PROBLEM DESCRIPTION: Starting with the line that mentions "Target: truck tire", repeat each line verbatim until the entries end, both ends included.
=== DATA FOR THE TASK ===
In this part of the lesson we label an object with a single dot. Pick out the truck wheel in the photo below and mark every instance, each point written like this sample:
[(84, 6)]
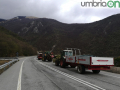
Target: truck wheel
[(72, 66), (81, 69), (62, 63), (96, 71), (57, 63)]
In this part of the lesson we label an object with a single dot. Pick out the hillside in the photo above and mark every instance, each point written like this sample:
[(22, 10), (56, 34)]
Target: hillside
[(99, 38), (10, 44)]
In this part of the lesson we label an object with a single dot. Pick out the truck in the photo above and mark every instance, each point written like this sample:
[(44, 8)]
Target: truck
[(47, 55), (83, 62), (40, 56)]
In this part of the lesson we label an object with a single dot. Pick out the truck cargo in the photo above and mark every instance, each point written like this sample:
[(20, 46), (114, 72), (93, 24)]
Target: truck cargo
[(83, 62)]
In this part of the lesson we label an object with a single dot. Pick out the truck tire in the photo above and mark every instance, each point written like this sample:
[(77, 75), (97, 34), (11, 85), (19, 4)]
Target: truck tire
[(81, 69), (96, 71), (62, 63), (57, 63), (50, 60), (72, 66)]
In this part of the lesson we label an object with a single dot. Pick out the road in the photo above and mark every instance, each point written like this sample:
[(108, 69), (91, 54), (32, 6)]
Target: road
[(32, 74)]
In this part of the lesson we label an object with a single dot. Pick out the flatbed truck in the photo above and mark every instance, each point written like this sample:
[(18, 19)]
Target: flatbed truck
[(83, 62)]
===
OUTPUT:
Target: truck tire
[(81, 69), (96, 71), (62, 63), (57, 63), (50, 60), (72, 66)]
In this part of the lesson we label an object with a single dot. Pick out the road in the photo above and mark every instance, each point written like this sample:
[(108, 69), (91, 54), (32, 6)]
Target: road
[(32, 74)]
In this part of the lesson we label an object with a single dot. Pick out the flatbed truck in the photo above and mark every instance, each point written like this sample:
[(18, 19)]
Target: flatbed truck
[(83, 62)]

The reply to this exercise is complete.